**Task data:**

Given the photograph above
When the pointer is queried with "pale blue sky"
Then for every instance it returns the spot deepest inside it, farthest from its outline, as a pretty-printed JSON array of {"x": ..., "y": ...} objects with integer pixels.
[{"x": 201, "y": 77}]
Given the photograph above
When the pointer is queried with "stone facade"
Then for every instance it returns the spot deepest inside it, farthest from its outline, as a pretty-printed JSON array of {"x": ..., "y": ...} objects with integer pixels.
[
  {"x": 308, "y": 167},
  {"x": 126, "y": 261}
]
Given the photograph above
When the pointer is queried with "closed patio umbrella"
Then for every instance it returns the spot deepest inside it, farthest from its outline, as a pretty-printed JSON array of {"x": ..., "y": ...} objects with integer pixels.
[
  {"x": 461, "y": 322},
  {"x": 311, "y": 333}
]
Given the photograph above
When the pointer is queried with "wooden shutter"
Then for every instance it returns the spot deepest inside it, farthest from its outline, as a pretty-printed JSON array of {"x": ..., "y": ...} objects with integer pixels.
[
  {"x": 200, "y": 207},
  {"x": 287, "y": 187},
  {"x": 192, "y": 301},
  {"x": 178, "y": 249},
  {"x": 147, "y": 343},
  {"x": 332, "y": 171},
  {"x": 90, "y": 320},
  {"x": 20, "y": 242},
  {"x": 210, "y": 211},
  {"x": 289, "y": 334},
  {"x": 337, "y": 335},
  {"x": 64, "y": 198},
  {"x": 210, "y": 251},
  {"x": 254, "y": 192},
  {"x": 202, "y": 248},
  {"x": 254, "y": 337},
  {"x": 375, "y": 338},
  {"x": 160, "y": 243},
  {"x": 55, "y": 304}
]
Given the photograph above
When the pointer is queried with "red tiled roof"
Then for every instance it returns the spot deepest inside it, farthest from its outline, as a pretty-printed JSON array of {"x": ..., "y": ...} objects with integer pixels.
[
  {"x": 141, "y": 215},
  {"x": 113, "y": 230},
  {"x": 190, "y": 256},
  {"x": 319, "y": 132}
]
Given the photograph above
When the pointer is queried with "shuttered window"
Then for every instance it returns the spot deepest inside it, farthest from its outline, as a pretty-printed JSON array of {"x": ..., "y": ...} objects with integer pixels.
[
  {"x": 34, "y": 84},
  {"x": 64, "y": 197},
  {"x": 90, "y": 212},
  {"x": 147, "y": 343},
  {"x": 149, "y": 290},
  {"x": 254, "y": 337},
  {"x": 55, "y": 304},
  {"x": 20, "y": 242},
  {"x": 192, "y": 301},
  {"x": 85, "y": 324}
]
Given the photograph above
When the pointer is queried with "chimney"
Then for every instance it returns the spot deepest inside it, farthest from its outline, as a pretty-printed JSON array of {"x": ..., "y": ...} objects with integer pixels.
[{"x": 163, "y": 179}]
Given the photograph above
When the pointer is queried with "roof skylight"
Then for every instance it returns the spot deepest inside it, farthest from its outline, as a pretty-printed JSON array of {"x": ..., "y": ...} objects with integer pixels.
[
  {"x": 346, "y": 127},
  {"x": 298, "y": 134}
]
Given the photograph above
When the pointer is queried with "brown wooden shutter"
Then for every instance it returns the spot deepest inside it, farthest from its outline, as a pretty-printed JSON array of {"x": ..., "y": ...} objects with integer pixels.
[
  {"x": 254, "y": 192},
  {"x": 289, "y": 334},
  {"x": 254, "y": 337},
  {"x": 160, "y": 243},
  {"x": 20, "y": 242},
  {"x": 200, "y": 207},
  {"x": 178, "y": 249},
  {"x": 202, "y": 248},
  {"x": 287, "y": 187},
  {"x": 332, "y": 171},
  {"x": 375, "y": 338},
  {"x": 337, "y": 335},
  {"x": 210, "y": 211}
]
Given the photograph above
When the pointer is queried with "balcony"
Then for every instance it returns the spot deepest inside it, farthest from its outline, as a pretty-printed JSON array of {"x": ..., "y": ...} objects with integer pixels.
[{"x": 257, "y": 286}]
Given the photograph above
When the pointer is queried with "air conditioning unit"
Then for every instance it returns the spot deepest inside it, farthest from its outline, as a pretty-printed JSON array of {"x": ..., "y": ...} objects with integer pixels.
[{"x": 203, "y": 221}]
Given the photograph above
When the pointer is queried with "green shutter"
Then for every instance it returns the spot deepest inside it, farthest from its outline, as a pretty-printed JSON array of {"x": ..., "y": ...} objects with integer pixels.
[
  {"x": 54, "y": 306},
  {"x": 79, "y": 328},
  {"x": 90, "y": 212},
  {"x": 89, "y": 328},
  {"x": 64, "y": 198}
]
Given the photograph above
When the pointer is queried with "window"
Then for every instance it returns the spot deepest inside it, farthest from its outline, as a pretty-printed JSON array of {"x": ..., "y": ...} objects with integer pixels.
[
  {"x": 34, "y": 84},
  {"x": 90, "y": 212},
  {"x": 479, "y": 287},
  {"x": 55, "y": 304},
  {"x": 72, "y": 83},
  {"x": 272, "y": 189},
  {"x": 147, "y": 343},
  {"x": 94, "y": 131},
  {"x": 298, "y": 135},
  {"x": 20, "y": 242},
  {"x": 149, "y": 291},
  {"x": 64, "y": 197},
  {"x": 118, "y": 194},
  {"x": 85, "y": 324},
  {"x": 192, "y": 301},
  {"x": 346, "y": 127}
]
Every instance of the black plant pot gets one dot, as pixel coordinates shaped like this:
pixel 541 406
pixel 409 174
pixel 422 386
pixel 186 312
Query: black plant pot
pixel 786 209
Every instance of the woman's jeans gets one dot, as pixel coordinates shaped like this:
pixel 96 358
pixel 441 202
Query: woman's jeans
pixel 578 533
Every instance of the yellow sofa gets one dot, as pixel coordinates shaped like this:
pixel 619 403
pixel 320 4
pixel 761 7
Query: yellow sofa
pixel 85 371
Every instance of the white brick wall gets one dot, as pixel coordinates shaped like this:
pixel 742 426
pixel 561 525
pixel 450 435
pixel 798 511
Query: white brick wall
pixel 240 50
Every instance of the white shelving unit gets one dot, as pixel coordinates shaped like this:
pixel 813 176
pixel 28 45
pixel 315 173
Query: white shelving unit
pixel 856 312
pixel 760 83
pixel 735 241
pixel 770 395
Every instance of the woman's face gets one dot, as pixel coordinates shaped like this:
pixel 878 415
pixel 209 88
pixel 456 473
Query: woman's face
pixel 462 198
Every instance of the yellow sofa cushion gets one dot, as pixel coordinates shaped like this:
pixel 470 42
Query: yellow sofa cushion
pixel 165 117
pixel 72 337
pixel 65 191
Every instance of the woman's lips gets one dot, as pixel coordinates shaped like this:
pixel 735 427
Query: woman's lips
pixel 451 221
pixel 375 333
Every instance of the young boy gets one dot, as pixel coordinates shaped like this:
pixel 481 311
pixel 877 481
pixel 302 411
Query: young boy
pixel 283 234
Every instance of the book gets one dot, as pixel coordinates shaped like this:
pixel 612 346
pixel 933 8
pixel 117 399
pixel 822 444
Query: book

**What you are asked to do:** Rewrite the records from the line with "Every instance of the woman's jeans" to the line with "pixel 283 234", changing every "gets one dot" to "receives one point" and leaving everything else as it is.

**In response:**
Every instance of the woman's jeans receives one point, as pixel coordinates shaped like this:
pixel 96 358
pixel 441 202
Query: woman's jeans
pixel 578 533
Every instance of the yellow sofa receives one point, as pixel coordinates shaped like this:
pixel 619 403
pixel 320 4
pixel 761 7
Query: yellow sofa
pixel 85 371
Every instance of the white brick wall receives one point, as pixel coordinates shaped like this:
pixel 742 426
pixel 561 525
pixel 450 435
pixel 798 511
Query: white brick wall
pixel 240 50
Every instance of the white shelving unit receives one point, as pixel coordinates shaped like this:
pixel 813 176
pixel 28 45
pixel 315 173
Query: white shelving unit
pixel 856 312
pixel 760 83
pixel 735 241
pixel 770 395
Every instance of the woman's face receives one point, as pixel coordinates shaped like this:
pixel 878 415
pixel 209 88
pixel 456 473
Query: woman's face
pixel 462 198
Every instance of the yellow sofa cushion receives one point, as pixel coordinates shaped like this:
pixel 470 42
Query: yellow sofa cushion
pixel 165 117
pixel 72 337
pixel 65 191
Every instance of the woman's lips receives one point, as pixel coordinates shaped like this:
pixel 735 427
Query: woman's lips
pixel 451 221
pixel 375 333
Every instance of the young boy receives one point, as pixel coordinates shaped like this:
pixel 481 311
pixel 877 481
pixel 302 411
Query: young boy
pixel 283 234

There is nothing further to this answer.